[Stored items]
###
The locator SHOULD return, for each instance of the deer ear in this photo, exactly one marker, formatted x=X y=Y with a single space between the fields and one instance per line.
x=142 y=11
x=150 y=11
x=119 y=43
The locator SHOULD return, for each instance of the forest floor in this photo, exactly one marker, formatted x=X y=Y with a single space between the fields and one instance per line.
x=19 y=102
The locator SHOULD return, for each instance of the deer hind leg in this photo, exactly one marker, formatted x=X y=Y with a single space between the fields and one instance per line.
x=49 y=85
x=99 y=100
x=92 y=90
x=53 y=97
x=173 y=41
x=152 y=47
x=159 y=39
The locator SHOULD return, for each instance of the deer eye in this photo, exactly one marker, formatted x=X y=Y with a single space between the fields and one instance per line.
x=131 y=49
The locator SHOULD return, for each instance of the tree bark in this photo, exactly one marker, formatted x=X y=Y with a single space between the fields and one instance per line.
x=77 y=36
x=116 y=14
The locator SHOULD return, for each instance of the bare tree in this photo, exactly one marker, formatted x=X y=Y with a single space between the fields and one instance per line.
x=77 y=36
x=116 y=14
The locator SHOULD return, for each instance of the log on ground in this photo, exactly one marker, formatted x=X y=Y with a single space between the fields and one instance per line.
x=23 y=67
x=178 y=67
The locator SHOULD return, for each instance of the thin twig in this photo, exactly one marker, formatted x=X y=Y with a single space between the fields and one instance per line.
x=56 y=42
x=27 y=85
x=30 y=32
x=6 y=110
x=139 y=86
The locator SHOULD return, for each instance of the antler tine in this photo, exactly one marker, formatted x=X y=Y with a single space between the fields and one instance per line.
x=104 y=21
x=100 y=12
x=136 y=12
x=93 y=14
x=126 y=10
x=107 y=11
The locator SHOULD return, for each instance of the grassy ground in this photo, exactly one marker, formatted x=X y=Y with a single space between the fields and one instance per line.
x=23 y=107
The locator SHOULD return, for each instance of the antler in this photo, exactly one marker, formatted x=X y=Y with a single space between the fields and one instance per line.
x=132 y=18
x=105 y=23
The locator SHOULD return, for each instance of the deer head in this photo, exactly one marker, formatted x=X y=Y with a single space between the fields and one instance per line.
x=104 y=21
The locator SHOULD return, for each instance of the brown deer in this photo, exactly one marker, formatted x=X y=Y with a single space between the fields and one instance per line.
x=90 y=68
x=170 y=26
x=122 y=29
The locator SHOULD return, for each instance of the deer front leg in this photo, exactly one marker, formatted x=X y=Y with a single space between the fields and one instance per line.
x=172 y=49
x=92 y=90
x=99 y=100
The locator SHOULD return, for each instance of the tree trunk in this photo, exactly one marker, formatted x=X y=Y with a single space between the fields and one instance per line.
###
__TASK INSTRUCTIONS__:
This exercise calls for every record to be restated word for word.

__WRITTEN RESPONSE__:
The locator SHOULD return, for each instance of the deer ear in this photo, exactly one marker, formatted x=X y=Y with a single space between the fields and one instance per line.
x=142 y=11
x=150 y=11
x=119 y=43
The locator SHOULD return, for each instance of the forest floor in this photo, exactly one marker, formatted x=X y=Y with a single space between the fields and one instance per line.
x=19 y=102
The locator SHOULD return, for each instance of the deer hind leg in this photo, exactly one marker, formatted x=X y=Y with a single space between the fields and one instance per line.
x=49 y=85
x=99 y=100
x=92 y=90
x=53 y=97
x=173 y=41
x=152 y=47
x=159 y=39
The locator SHOULD return, for each instance of the deer eye in this photo, exactly one marker, formatted x=X y=Y with a single space between the fields and one instance per line.
x=131 y=49
The locator SHOULD return, for each instance of the tree bark in this photo, exactly one marker, formatted x=X y=Y with a single space between the fields and one instance per line.
x=77 y=36
x=116 y=14
The locator SHOULD return, for each instance of the bare tree in this photo, exactly one marker, formatted x=X y=Y with a single space between the fields and one instance per line.
x=77 y=36
x=116 y=14
The locator SHOULD return, for each instance of the log on ground in this photo, exactly one marker, formatted x=X y=Y with a single space between the fields and one instance per line.
x=23 y=67
x=178 y=67
The locator SHOULD return, for each instance of the thin twig in this photo, exactly one marker, formatted x=X y=Y with a single space between the fields and one instance per line.
x=56 y=42
x=27 y=85
x=30 y=32
x=6 y=110
x=139 y=86
The locator SHOULD return, for each instance of the antler tine in this photo, exactly one marker, formatted x=X y=Y with a single space between the fields and one instance per line.
x=104 y=21
x=100 y=12
x=136 y=12
x=93 y=14
x=126 y=10
x=107 y=11
The locator SHOULD return, for each instance of the grassy ground in this photo, exactly one marker, formatted x=X y=Y with a single space between the fields and one instance per line.
x=23 y=107
The locator SHOULD return, for each instance of the antler in this photo, exactly one marker, formatted x=X y=Y with a single space between the fields and one instance per line.
x=132 y=18
x=105 y=23
The locator SHOULD return, for each instance of the deer head in this photo, exactly one marker, formatted x=X y=Y with a single space between the fields and one instance per line.
x=104 y=21
The locator SHOULD return, for each instance of the brown deer in this photo, exactly one marker, formatted x=X y=Y with a single space between the fields and one instance per line.
x=90 y=68
x=170 y=26
x=122 y=29
The locator SHOULD return, for each instance of the deer front leg in this photo, exactly one marker, formatted x=X y=Y with a single space between the fields and one instance per line.
x=172 y=49
x=92 y=90
x=99 y=100
The locator SHOULD return, for each instance of the tree trunk in this photo, exactly one marker, formatted x=X y=Y with a single space between the fields and one instance per line.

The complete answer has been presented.